>> Begin Reading passage

Institute for Policy Research

Innovative political strategies of tobacco companies aimed at undermining UK and EU health policy

Research conducted by the Tobacco Control Research Group at the University of Bath has examined the political strategies tobacco companies have developed to gain access to policy élites, exploit the political value of the specialised information under their control, and shape public health agendas.

Tobacco companies constantly innovate in the techniques they use to influence policy that affects how their interests and activities are governed. The findings show that seemingly benign initiatives - such as Corporate Social Responsibility (CSR) programmes and the European Union (EU) Better Regulation agenda - have provided mechanisms for tobacco companies to progress their own interests and subvert public health concerns and priorities. As a result, the research stresses the vital importance of critically assessing and monitoring how such initiatives are used, in order to ensure balanced and effective policymaking.

Research findings in context: case studies of innovative tobacco corporation political strategies

Tobacco companies use various strategies to steer political decision-making and shape policy. Conventional practices involve lobbying; third party techniques, such as the use of Astroturf organisations and front groups; and corporate advertising. Innovation in political strategy tends to occur when traditional political activities lose their effectiveness. In such circumstances, companies respond by exploring new ways of maintaining their influence in policymaking. The Tobacco Control Research Group has produced case studies which reveal how tobacco companies employ different strategies in various contexts – specifically their skilful use of CSR programmes and the EU Better Regulation agenda – to achieve particular corporate aims. The work has primarily focused on the strategies of the British based multinational, British American Tobacco (BAT), the world’s second largest transnational tobacco company.

>> End Reading passage
>> Begin Listed entries

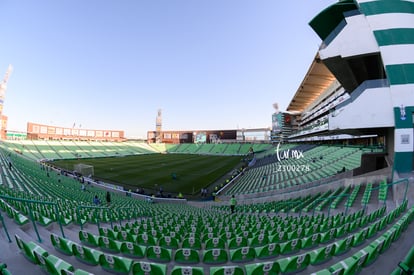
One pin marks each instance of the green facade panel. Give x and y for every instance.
(386, 6)
(400, 74)
(394, 37)
(403, 162)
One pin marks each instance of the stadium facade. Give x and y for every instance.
(209, 136)
(47, 132)
(361, 82)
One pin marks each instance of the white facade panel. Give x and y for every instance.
(386, 21)
(373, 108)
(356, 30)
(397, 54)
(403, 140)
(402, 95)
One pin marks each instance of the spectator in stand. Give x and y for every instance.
(96, 200)
(108, 198)
(233, 203)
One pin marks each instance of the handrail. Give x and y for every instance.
(29, 202)
(97, 218)
(5, 227)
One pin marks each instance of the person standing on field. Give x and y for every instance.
(233, 203)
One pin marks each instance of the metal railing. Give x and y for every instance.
(31, 216)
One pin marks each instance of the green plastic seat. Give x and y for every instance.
(146, 239)
(108, 232)
(168, 242)
(115, 264)
(86, 255)
(158, 253)
(372, 230)
(187, 256)
(242, 254)
(263, 268)
(311, 241)
(19, 218)
(109, 245)
(268, 251)
(344, 245)
(76, 272)
(260, 239)
(28, 249)
(297, 233)
(54, 265)
(125, 236)
(374, 250)
(42, 220)
(227, 270)
(326, 272)
(191, 242)
(342, 230)
(237, 242)
(294, 264)
(61, 244)
(321, 255)
(278, 237)
(360, 237)
(132, 250)
(215, 256)
(88, 238)
(290, 247)
(147, 268)
(328, 236)
(187, 270)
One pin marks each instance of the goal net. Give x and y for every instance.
(84, 169)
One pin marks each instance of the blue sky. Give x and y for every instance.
(110, 64)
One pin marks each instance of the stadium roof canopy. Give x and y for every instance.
(316, 81)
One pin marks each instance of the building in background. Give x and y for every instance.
(47, 132)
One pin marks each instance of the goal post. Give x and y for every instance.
(84, 169)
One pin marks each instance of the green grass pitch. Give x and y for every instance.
(154, 170)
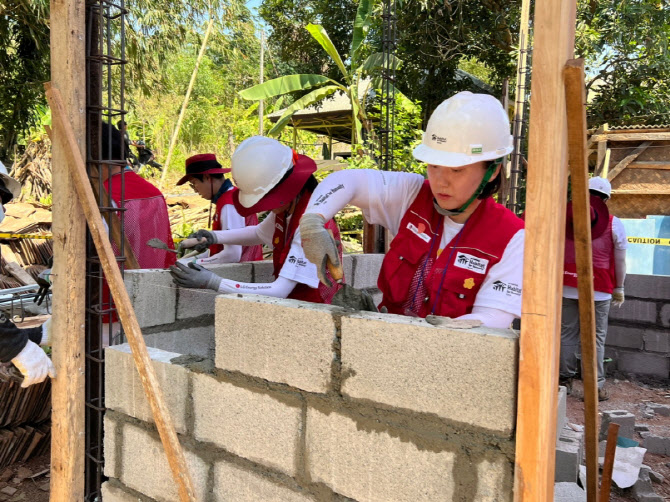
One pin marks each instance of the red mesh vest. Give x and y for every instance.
(411, 278)
(604, 272)
(249, 253)
(281, 241)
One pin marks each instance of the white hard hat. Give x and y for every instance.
(258, 164)
(601, 185)
(464, 129)
(11, 184)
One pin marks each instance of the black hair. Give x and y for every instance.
(117, 143)
(598, 194)
(493, 185)
(201, 177)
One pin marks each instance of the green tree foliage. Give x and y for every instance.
(24, 66)
(625, 45)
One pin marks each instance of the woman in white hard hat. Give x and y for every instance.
(19, 346)
(269, 177)
(456, 252)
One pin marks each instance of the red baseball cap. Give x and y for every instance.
(203, 163)
(284, 191)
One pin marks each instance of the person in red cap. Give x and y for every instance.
(608, 247)
(270, 177)
(205, 175)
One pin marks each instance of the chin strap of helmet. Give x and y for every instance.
(487, 177)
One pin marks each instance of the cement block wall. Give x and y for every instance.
(638, 338)
(182, 320)
(311, 402)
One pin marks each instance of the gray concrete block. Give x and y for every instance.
(113, 493)
(263, 271)
(569, 453)
(635, 311)
(657, 341)
(643, 363)
(370, 465)
(561, 408)
(247, 423)
(665, 315)
(234, 484)
(284, 341)
(153, 295)
(568, 492)
(647, 286)
(198, 341)
(656, 444)
(124, 392)
(366, 270)
(197, 302)
(144, 466)
(468, 376)
(348, 267)
(625, 419)
(623, 336)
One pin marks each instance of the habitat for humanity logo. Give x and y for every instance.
(300, 262)
(469, 262)
(509, 288)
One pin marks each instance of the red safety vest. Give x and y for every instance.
(249, 253)
(604, 271)
(413, 279)
(281, 241)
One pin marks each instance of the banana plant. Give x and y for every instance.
(353, 77)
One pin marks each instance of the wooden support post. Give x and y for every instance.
(575, 95)
(68, 49)
(168, 435)
(546, 189)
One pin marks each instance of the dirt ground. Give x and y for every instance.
(632, 396)
(26, 482)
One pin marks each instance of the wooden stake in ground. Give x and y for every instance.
(575, 96)
(68, 66)
(539, 343)
(173, 450)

>> End Listed entries

Your task:
Pick up the article on tobacco companies' political strategies after its final sentence and continue writing it.

Task response:
The first case study focuses on how BAT strategically used its CSR programme to gain access to the UK Department of Health. Based on an analysis of internal company documents, this study revealed how BAT exploited policymakers’ interest in socially and environmentally ethical business practices, to create common ground and re-establish meetings between the company and Department. BAT used the access they gained through their CSR programme to pursue two further objectives. Firstly, to undermine the evidence upon which arguments for greater tobacco control was based, and secondly, to question the qualitatively different approach taken to the tobacco industry compared with other ‘controversial’ industries. By using CSR to establish itself as a provider of reliable information, BAT tried to persuade public officials to consider voluntary alternatives to formal regulation. In the event, BAT was unsuccessful and the Department of Health retained its scepticism of the company despite its change of approach. However, by showing how BAT actively uses CSR to link the company’s preferred policies (e.g. largely ineffective alternatives to smoke-free legislation and extensive marketing restrictions) to politically salient values,such as harm reduction, child health and the importance of cooperation between business and government the research highlights the risks that CSR practices pose to effective tobacco regulation.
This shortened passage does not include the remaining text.